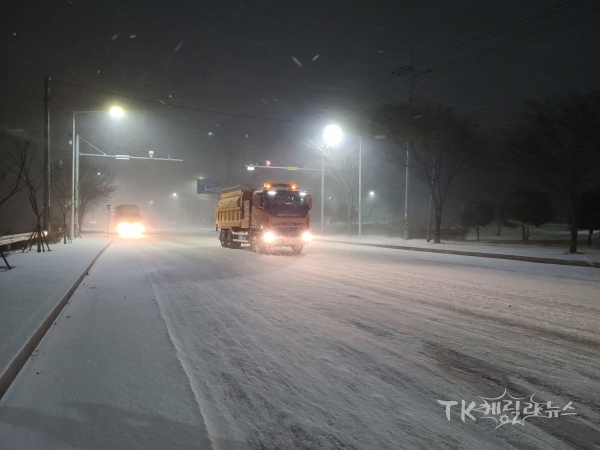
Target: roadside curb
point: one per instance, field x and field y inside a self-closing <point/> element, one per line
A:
<point x="13" y="369"/>
<point x="565" y="262"/>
──────────
* [What to produce]: Nothing but the lines from the one with "point: one per" through the final line of the data above should be output, exactly as written.

* [Result for this task]:
point: one per instance, field x and field y inside a self-closing <point/> element, one per line
A:
<point x="13" y="369"/>
<point x="565" y="262"/>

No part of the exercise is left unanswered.